TASK STATEMENT: Copy the following records word for word, leaving out the pictures.

○ ○ ○

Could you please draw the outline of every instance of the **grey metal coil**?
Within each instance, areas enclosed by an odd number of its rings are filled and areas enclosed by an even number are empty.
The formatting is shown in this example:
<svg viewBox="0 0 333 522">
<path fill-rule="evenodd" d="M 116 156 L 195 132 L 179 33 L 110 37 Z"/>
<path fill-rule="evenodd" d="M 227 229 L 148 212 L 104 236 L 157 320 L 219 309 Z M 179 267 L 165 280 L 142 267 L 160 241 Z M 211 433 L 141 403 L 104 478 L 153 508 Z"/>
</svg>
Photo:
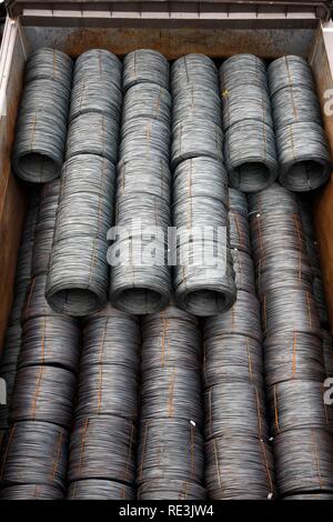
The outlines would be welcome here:
<svg viewBox="0 0 333 522">
<path fill-rule="evenodd" d="M 34 80 L 53 80 L 62 83 L 68 90 L 72 86 L 72 59 L 62 51 L 43 47 L 29 54 L 24 82 Z"/>
<path fill-rule="evenodd" d="M 122 106 L 122 123 L 148 118 L 171 124 L 171 94 L 155 83 L 138 83 L 124 96 Z"/>
<path fill-rule="evenodd" d="M 9 485 L 0 491 L 0 500 L 62 500 L 63 492 L 47 484 Z"/>
<path fill-rule="evenodd" d="M 172 124 L 175 127 L 186 118 L 210 121 L 222 127 L 222 107 L 218 89 L 189 84 L 179 86 L 172 97 Z"/>
<path fill-rule="evenodd" d="M 121 90 L 121 61 L 105 49 L 89 49 L 77 58 L 74 64 L 75 83 L 93 78 L 110 81 Z"/>
<path fill-rule="evenodd" d="M 44 484 L 64 489 L 68 432 L 50 422 L 10 426 L 0 458 L 3 484 Z"/>
<path fill-rule="evenodd" d="M 108 113 L 87 112 L 69 124 L 65 158 L 95 154 L 118 161 L 119 123 Z"/>
<path fill-rule="evenodd" d="M 258 120 L 273 127 L 271 100 L 266 89 L 239 84 L 222 93 L 223 131 L 246 120 Z"/>
<path fill-rule="evenodd" d="M 250 381 L 263 388 L 261 343 L 246 335 L 210 338 L 203 343 L 202 375 L 205 390 L 233 381 Z"/>
<path fill-rule="evenodd" d="M 70 439 L 68 480 L 135 480 L 137 429 L 125 419 L 97 415 L 77 419 Z"/>
<path fill-rule="evenodd" d="M 10 422 L 51 422 L 68 429 L 72 420 L 75 388 L 75 375 L 62 368 L 21 368 L 16 377 Z"/>
<path fill-rule="evenodd" d="M 85 479 L 69 485 L 67 500 L 135 500 L 135 490 L 121 482 Z"/>
<path fill-rule="evenodd" d="M 262 341 L 259 299 L 242 290 L 233 307 L 224 313 L 206 318 L 203 324 L 205 340 L 224 334 L 240 334 Z"/>
<path fill-rule="evenodd" d="M 171 67 L 172 93 L 188 87 L 219 90 L 218 69 L 213 60 L 205 54 L 191 53 L 175 60 Z"/>
<path fill-rule="evenodd" d="M 269 290 L 262 297 L 262 322 L 265 337 L 294 331 L 321 335 L 313 294 L 302 288 Z"/>
<path fill-rule="evenodd" d="M 26 321 L 19 368 L 50 365 L 78 372 L 80 328 L 68 317 L 37 317 Z"/>
<path fill-rule="evenodd" d="M 293 54 L 272 61 L 268 68 L 268 79 L 271 97 L 291 86 L 315 89 L 310 64 L 304 58 Z"/>
<path fill-rule="evenodd" d="M 74 81 L 69 121 L 87 112 L 100 112 L 120 121 L 121 104 L 122 93 L 112 81 L 98 77 Z"/>
<path fill-rule="evenodd" d="M 153 480 L 143 482 L 138 490 L 139 500 L 204 500 L 205 489 L 186 480 Z"/>
<path fill-rule="evenodd" d="M 165 161 L 133 158 L 118 163 L 117 171 L 117 200 L 140 193 L 163 198 L 170 204 L 171 172 Z"/>
<path fill-rule="evenodd" d="M 331 173 L 324 129 L 315 122 L 297 122 L 276 130 L 279 181 L 290 190 L 314 190 Z"/>
<path fill-rule="evenodd" d="M 323 382 L 292 380 L 274 384 L 268 392 L 270 432 L 333 426 L 333 409 L 324 403 Z"/>
<path fill-rule="evenodd" d="M 151 118 L 135 118 L 125 121 L 121 128 L 119 158 L 129 161 L 157 157 L 159 160 L 170 160 L 170 127 L 163 121 Z"/>
<path fill-rule="evenodd" d="M 251 382 L 219 383 L 204 392 L 205 441 L 223 435 L 269 439 L 265 398 Z"/>
<path fill-rule="evenodd" d="M 202 485 L 203 439 L 193 421 L 143 421 L 140 435 L 138 484 L 169 479 Z"/>
<path fill-rule="evenodd" d="M 263 343 L 265 383 L 325 379 L 323 347 L 315 335 L 302 332 L 275 333 Z"/>
<path fill-rule="evenodd" d="M 234 281 L 238 290 L 255 294 L 254 268 L 252 258 L 241 250 L 231 250 Z"/>
<path fill-rule="evenodd" d="M 234 54 L 220 67 L 221 90 L 239 86 L 253 86 L 268 90 L 266 68 L 263 60 L 250 53 Z"/>
<path fill-rule="evenodd" d="M 191 158 L 209 157 L 223 160 L 223 134 L 220 126 L 196 117 L 182 119 L 173 127 L 171 165 Z"/>
<path fill-rule="evenodd" d="M 333 436 L 326 430 L 280 433 L 273 443 L 276 485 L 282 495 L 333 492 Z"/>
<path fill-rule="evenodd" d="M 275 496 L 270 446 L 254 436 L 225 434 L 205 444 L 205 484 L 212 500 L 271 500 Z"/>
<path fill-rule="evenodd" d="M 169 61 L 158 51 L 138 49 L 129 52 L 123 59 L 122 84 L 124 92 L 137 83 L 155 83 L 169 90 Z"/>
<path fill-rule="evenodd" d="M 230 185 L 242 192 L 259 192 L 278 178 L 273 129 L 259 120 L 244 120 L 225 133 L 224 158 Z"/>
</svg>

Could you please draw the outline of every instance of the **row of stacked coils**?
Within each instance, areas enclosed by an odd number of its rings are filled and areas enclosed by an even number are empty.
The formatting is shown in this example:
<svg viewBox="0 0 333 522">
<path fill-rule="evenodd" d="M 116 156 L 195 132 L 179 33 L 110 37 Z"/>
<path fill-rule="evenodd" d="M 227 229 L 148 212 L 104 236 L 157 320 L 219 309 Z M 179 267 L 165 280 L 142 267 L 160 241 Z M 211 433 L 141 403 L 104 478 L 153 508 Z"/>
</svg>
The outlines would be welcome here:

○ ○ ○

EXERCISE OUTPUT:
Could you please draw the outline of every instance of the **grey metal coil**?
Within each instance, areas enclosed by an odd number of its rings are filled and areas enclosed by an even number are empty.
The formatting is shown in this example:
<svg viewBox="0 0 333 522">
<path fill-rule="evenodd" d="M 116 156 L 195 132 L 179 33 L 110 37 Z"/>
<path fill-rule="evenodd" d="M 227 229 L 148 212 L 104 236 L 157 320 L 219 309 Z M 179 267 L 165 280 L 142 267 L 160 241 Z M 211 433 L 141 403 L 104 478 L 153 508 Z"/>
</svg>
Photo:
The outlines would be welcome here:
<svg viewBox="0 0 333 522">
<path fill-rule="evenodd" d="M 34 80 L 53 80 L 62 83 L 68 90 L 72 86 L 72 59 L 62 51 L 43 47 L 29 54 L 24 82 Z"/>
<path fill-rule="evenodd" d="M 122 106 L 122 123 L 148 118 L 171 124 L 171 94 L 155 83 L 138 83 L 124 96 Z"/>
<path fill-rule="evenodd" d="M 9 485 L 0 491 L 0 500 L 62 500 L 63 492 L 47 484 Z"/>
<path fill-rule="evenodd" d="M 172 124 L 175 127 L 186 118 L 210 121 L 222 127 L 222 107 L 218 89 L 189 84 L 179 86 L 172 97 Z"/>
<path fill-rule="evenodd" d="M 121 90 L 121 61 L 105 49 L 89 49 L 77 58 L 74 64 L 75 83 L 93 78 L 110 81 Z"/>
<path fill-rule="evenodd" d="M 44 484 L 64 489 L 68 432 L 50 422 L 10 426 L 0 458 L 3 484 Z"/>
<path fill-rule="evenodd" d="M 108 113 L 87 112 L 69 124 L 65 158 L 95 154 L 118 161 L 119 123 Z"/>
<path fill-rule="evenodd" d="M 258 120 L 273 127 L 271 100 L 266 89 L 239 84 L 222 93 L 223 131 L 246 120 Z"/>
<path fill-rule="evenodd" d="M 250 381 L 263 388 L 261 343 L 246 335 L 210 338 L 203 343 L 202 375 L 205 390 L 233 381 Z"/>
<path fill-rule="evenodd" d="M 70 439 L 68 480 L 135 480 L 137 429 L 125 419 L 97 415 L 77 419 Z"/>
<path fill-rule="evenodd" d="M 10 422 L 51 422 L 68 429 L 72 420 L 75 388 L 75 375 L 62 368 L 21 368 L 16 377 Z"/>
<path fill-rule="evenodd" d="M 85 479 L 69 485 L 67 500 L 135 500 L 135 490 L 121 482 Z"/>
<path fill-rule="evenodd" d="M 262 341 L 259 299 L 242 290 L 233 307 L 224 313 L 206 318 L 203 324 L 205 340 L 224 334 L 240 334 Z"/>
<path fill-rule="evenodd" d="M 171 67 L 172 93 L 188 87 L 219 90 L 218 69 L 213 60 L 205 54 L 191 53 L 175 60 Z"/>
<path fill-rule="evenodd" d="M 269 290 L 262 297 L 262 322 L 265 337 L 294 331 L 321 335 L 313 294 L 302 288 Z"/>
<path fill-rule="evenodd" d="M 26 321 L 19 368 L 50 365 L 78 372 L 80 328 L 68 317 L 37 317 Z"/>
<path fill-rule="evenodd" d="M 293 54 L 272 61 L 268 68 L 268 79 L 271 97 L 291 86 L 315 89 L 310 64 L 304 58 Z"/>
<path fill-rule="evenodd" d="M 74 81 L 69 121 L 87 112 L 100 112 L 120 121 L 121 104 L 122 93 L 112 81 L 98 77 Z"/>
<path fill-rule="evenodd" d="M 153 480 L 143 482 L 138 490 L 139 500 L 204 500 L 205 489 L 186 480 Z"/>
<path fill-rule="evenodd" d="M 165 161 L 133 158 L 118 163 L 117 171 L 117 200 L 140 193 L 163 198 L 170 204 L 171 172 Z"/>
<path fill-rule="evenodd" d="M 331 173 L 324 129 L 315 122 L 297 122 L 276 130 L 279 181 L 290 190 L 314 190 Z"/>
<path fill-rule="evenodd" d="M 323 382 L 292 380 L 274 384 L 268 392 L 270 432 L 333 426 L 333 409 L 324 403 Z"/>
<path fill-rule="evenodd" d="M 151 118 L 135 118 L 125 121 L 121 128 L 119 158 L 129 161 L 157 157 L 159 160 L 170 160 L 170 127 L 163 121 Z"/>
<path fill-rule="evenodd" d="M 251 382 L 219 383 L 204 392 L 205 441 L 223 435 L 269 439 L 265 398 Z"/>
<path fill-rule="evenodd" d="M 202 485 L 203 439 L 193 421 L 143 421 L 140 435 L 138 484 L 169 479 Z"/>
<path fill-rule="evenodd" d="M 263 343 L 265 383 L 325 379 L 323 347 L 315 335 L 302 332 L 275 333 Z"/>
<path fill-rule="evenodd" d="M 234 281 L 238 290 L 255 294 L 254 268 L 252 258 L 241 250 L 231 250 Z"/>
<path fill-rule="evenodd" d="M 234 54 L 220 67 L 221 90 L 239 86 L 253 86 L 268 90 L 266 68 L 263 60 L 250 53 Z"/>
<path fill-rule="evenodd" d="M 191 158 L 209 157 L 223 160 L 223 134 L 220 126 L 196 117 L 182 119 L 173 127 L 171 165 Z"/>
<path fill-rule="evenodd" d="M 333 436 L 326 430 L 280 433 L 273 443 L 276 485 L 282 495 L 333 492 Z"/>
<path fill-rule="evenodd" d="M 275 496 L 270 446 L 254 436 L 225 434 L 205 444 L 205 484 L 212 500 L 271 500 Z"/>
<path fill-rule="evenodd" d="M 169 61 L 158 51 L 138 49 L 129 52 L 123 59 L 122 84 L 124 92 L 137 83 L 155 83 L 169 90 Z"/>
<path fill-rule="evenodd" d="M 230 185 L 242 192 L 259 192 L 278 178 L 273 129 L 259 120 L 244 120 L 225 133 L 224 158 Z"/>
</svg>

Could you please draw the outline of every instance of the **row of stacked coils**?
Within each instance, areas enclosed by an odd number of its rings are filled and areas enclosed by an even number are empty.
The formatting is shown in this example:
<svg viewBox="0 0 333 522">
<path fill-rule="evenodd" d="M 116 156 L 195 132 L 179 33 L 110 37 Z"/>
<path fill-rule="evenodd" d="M 227 229 L 148 212 L 104 236 L 157 320 L 219 309 Z M 179 267 L 165 280 L 142 267 L 160 241 Z M 211 433 L 141 403 L 104 478 L 153 508 Z"/>
</svg>
The outlines would be welcome here:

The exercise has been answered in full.